WORK TO DO >> Could you rewrite the listing from the line containing "Localize the blurred green" through the line containing "0;106;735;867", requests included, shifting every bounding-box coordinate in the answers up by 66? Reproduce only those lines.

MATERIAL SHOWN >>
++++++

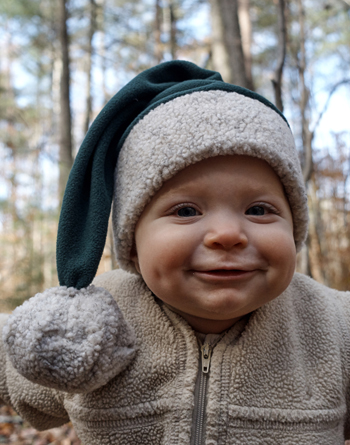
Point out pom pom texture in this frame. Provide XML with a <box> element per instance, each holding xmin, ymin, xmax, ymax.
<box><xmin>3</xmin><ymin>286</ymin><xmax>135</xmax><ymax>393</ymax></box>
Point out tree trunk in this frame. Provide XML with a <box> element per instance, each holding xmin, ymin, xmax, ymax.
<box><xmin>84</xmin><ymin>0</ymin><xmax>97</xmax><ymax>133</ymax></box>
<box><xmin>238</xmin><ymin>0</ymin><xmax>254</xmax><ymax>90</ymax></box>
<box><xmin>211</xmin><ymin>0</ymin><xmax>252</xmax><ymax>88</ymax></box>
<box><xmin>298</xmin><ymin>0</ymin><xmax>313</xmax><ymax>183</ymax></box>
<box><xmin>154</xmin><ymin>0</ymin><xmax>163</xmax><ymax>63</ymax></box>
<box><xmin>169</xmin><ymin>0</ymin><xmax>177</xmax><ymax>60</ymax></box>
<box><xmin>271</xmin><ymin>0</ymin><xmax>287</xmax><ymax>111</ymax></box>
<box><xmin>58</xmin><ymin>0</ymin><xmax>73</xmax><ymax>203</ymax></box>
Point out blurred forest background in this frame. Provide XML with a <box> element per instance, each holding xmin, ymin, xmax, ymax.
<box><xmin>0</xmin><ymin>0</ymin><xmax>350</xmax><ymax>438</ymax></box>
<box><xmin>0</xmin><ymin>0</ymin><xmax>350</xmax><ymax>311</ymax></box>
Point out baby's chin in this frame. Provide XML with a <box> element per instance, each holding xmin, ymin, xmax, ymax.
<box><xmin>163</xmin><ymin>302</ymin><xmax>246</xmax><ymax>334</ymax></box>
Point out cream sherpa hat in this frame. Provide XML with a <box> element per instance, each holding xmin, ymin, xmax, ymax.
<box><xmin>3</xmin><ymin>61</ymin><xmax>308</xmax><ymax>393</ymax></box>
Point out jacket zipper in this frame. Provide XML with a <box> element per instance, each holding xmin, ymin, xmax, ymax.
<box><xmin>194</xmin><ymin>343</ymin><xmax>213</xmax><ymax>445</ymax></box>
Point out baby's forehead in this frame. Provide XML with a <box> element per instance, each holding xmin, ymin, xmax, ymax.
<box><xmin>152</xmin><ymin>155</ymin><xmax>285</xmax><ymax>201</ymax></box>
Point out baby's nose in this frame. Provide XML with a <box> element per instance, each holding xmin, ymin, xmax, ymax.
<box><xmin>204</xmin><ymin>216</ymin><xmax>248</xmax><ymax>250</ymax></box>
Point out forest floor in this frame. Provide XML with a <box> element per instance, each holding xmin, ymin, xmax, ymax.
<box><xmin>0</xmin><ymin>406</ymin><xmax>81</xmax><ymax>445</ymax></box>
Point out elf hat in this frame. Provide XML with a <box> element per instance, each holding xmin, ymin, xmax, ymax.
<box><xmin>3</xmin><ymin>61</ymin><xmax>307</xmax><ymax>393</ymax></box>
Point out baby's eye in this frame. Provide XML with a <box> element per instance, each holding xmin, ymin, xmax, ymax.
<box><xmin>245</xmin><ymin>206</ymin><xmax>266</xmax><ymax>216</ymax></box>
<box><xmin>176</xmin><ymin>207</ymin><xmax>198</xmax><ymax>218</ymax></box>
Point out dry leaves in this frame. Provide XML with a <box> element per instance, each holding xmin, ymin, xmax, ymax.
<box><xmin>0</xmin><ymin>406</ymin><xmax>81</xmax><ymax>445</ymax></box>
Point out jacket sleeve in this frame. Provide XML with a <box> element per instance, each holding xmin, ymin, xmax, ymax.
<box><xmin>0</xmin><ymin>314</ymin><xmax>69</xmax><ymax>430</ymax></box>
<box><xmin>335</xmin><ymin>291</ymin><xmax>350</xmax><ymax>440</ymax></box>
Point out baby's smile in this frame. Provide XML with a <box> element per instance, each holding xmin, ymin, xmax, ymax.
<box><xmin>133</xmin><ymin>156</ymin><xmax>296</xmax><ymax>332</ymax></box>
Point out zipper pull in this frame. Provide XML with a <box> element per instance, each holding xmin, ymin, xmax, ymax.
<box><xmin>201</xmin><ymin>343</ymin><xmax>212</xmax><ymax>374</ymax></box>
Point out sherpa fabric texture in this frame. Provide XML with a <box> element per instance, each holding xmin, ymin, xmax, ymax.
<box><xmin>113</xmin><ymin>91</ymin><xmax>308</xmax><ymax>273</ymax></box>
<box><xmin>57</xmin><ymin>60</ymin><xmax>292</xmax><ymax>289</ymax></box>
<box><xmin>3</xmin><ymin>286</ymin><xmax>135</xmax><ymax>393</ymax></box>
<box><xmin>0</xmin><ymin>270</ymin><xmax>350</xmax><ymax>445</ymax></box>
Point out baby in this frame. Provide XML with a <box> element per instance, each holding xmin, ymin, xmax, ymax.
<box><xmin>0</xmin><ymin>61</ymin><xmax>350</xmax><ymax>445</ymax></box>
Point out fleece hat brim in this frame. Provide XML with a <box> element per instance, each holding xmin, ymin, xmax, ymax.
<box><xmin>57</xmin><ymin>61</ymin><xmax>292</xmax><ymax>289</ymax></box>
<box><xmin>3</xmin><ymin>61</ymin><xmax>307</xmax><ymax>393</ymax></box>
<box><xmin>113</xmin><ymin>90</ymin><xmax>308</xmax><ymax>273</ymax></box>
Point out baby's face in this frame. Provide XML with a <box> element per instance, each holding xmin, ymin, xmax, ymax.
<box><xmin>132</xmin><ymin>156</ymin><xmax>296</xmax><ymax>333</ymax></box>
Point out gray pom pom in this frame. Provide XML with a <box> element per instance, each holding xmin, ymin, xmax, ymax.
<box><xmin>3</xmin><ymin>286</ymin><xmax>135</xmax><ymax>393</ymax></box>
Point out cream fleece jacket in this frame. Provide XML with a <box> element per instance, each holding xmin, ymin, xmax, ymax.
<box><xmin>0</xmin><ymin>270</ymin><xmax>350</xmax><ymax>445</ymax></box>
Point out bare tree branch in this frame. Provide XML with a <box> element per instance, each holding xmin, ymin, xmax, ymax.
<box><xmin>271</xmin><ymin>0</ymin><xmax>287</xmax><ymax>111</ymax></box>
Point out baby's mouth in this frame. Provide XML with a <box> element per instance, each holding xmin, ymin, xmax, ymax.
<box><xmin>193</xmin><ymin>269</ymin><xmax>254</xmax><ymax>279</ymax></box>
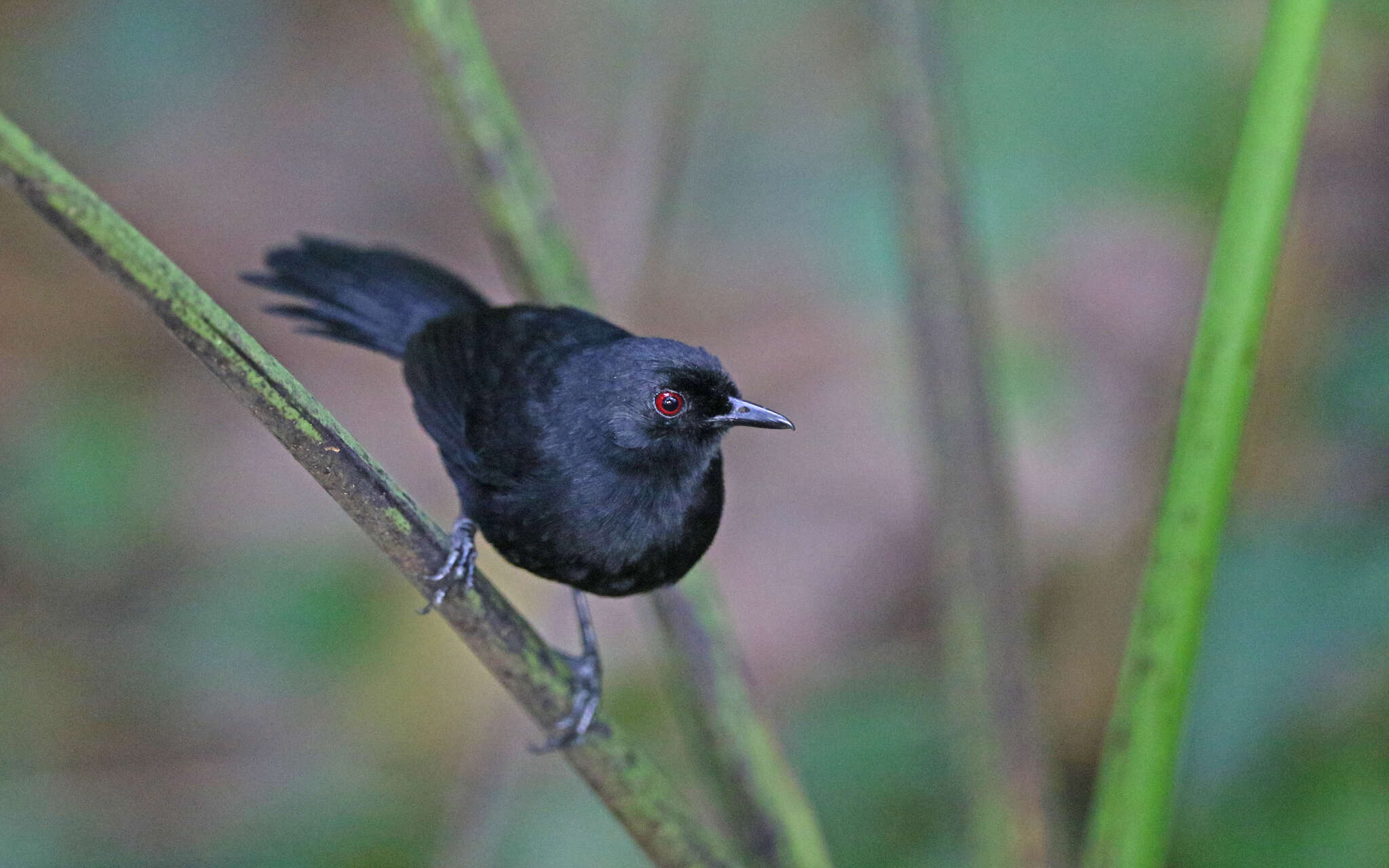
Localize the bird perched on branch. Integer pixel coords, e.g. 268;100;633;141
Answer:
243;237;793;750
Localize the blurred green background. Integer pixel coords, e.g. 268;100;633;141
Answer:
0;0;1389;868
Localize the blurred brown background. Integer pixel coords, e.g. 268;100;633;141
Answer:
0;0;1389;867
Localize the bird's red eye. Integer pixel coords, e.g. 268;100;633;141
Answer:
656;389;685;418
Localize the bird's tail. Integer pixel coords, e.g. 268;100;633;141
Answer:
241;236;488;358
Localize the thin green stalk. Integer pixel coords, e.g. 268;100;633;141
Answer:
653;568;831;868
400;0;829;868
399;0;593;307
1084;0;1327;868
871;0;1054;868
0;108;735;868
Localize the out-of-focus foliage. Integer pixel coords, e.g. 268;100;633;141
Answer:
0;0;1389;868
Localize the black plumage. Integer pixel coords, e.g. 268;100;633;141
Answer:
244;237;791;747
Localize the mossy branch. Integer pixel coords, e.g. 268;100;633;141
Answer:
400;0;829;868
0;106;736;868
872;0;1054;868
1084;0;1328;868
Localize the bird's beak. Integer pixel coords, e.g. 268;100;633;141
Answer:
710;397;796;431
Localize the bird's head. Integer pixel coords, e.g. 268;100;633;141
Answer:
564;338;794;458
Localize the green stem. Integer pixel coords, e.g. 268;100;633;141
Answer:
0;106;735;868
1084;0;1327;868
399;0;593;307
400;0;829;868
872;0;1054;868
653;568;831;868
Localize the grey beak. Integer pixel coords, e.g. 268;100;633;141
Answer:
710;397;796;431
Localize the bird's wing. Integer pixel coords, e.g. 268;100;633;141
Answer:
404;306;628;490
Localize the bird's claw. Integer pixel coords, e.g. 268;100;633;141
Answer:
419;518;478;615
529;654;608;754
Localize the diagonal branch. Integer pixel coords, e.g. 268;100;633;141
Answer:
400;0;829;868
874;0;1055;867
0;106;735;867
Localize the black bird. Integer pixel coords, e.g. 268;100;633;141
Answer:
241;237;793;750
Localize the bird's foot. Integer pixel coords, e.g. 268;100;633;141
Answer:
419;517;478;615
530;648;607;754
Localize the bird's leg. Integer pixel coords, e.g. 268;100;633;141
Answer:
419;515;478;615
530;589;603;754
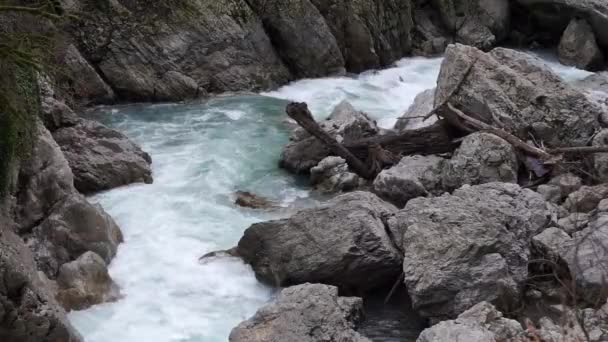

++++++

COMPLETE OUTPUT >>
Localize the blurred green background. Integer pixel coords, e.g. 268;100;633;141
Answer:
66;66;1455;934
Localize the blurred brown background. Integer pixel coords, e.g. 268;100;633;141
Answer:
66;66;1455;933
Localize the bird's red eye. Integer pixel coords, e.g. 268;100;633;141
Answer:
722;455;751;484
Localize the bird's tail. Integer pixel coords, e.g. 268;100;633;141
Answer:
307;302;554;424
Localize the thin green stalk. Integer pixel coords, e.g. 268;100;633;141
Answer:
719;634;897;934
466;66;895;934
465;66;659;373
1150;66;1393;934
937;66;1120;934
66;174;801;934
Localize the out-of-focus foliage. Integer pixel coords, e.g. 268;100;633;141
Answer:
66;66;1455;934
Localize the black plumage. Integer pixel coords, e.g. 268;100;633;141
Answer:
310;303;857;813
Localize the mossy branch. Integer pixel coords, e.g. 268;100;633;141
Answer:
466;66;895;934
66;172;802;934
938;66;1120;934
1150;66;1394;934
Localize the bird's beak. Integer pixel coords, e.g. 268;100;633;141
Answer:
776;463;862;497
Localize the bird's head. Integer pixel coords, e.g. 268;100;633;141
Answer:
630;404;860;524
Localize the green stem. Integer pixel coords, e.g. 268;100;633;141
Answer:
66;172;801;934
1150;66;1393;934
465;66;659;373
466;66;895;934
938;66;1120;934
719;634;897;934
Localize the grey beak. Integer pixel coords, e.g. 268;100;633;141
Answer:
776;463;862;497
Localize the bird's wing. Integer pixel coords, e.g. 268;100;633;141
Answer:
470;372;694;556
Localize the bird's claw. Integer pixel coords, e.g. 268;100;633;141
Answer:
485;584;544;681
595;720;674;820
Localize the diagonal branch. Integer pixel coords, e.g. 268;100;633;141
Answer:
466;66;895;934
940;66;1121;933
66;172;801;933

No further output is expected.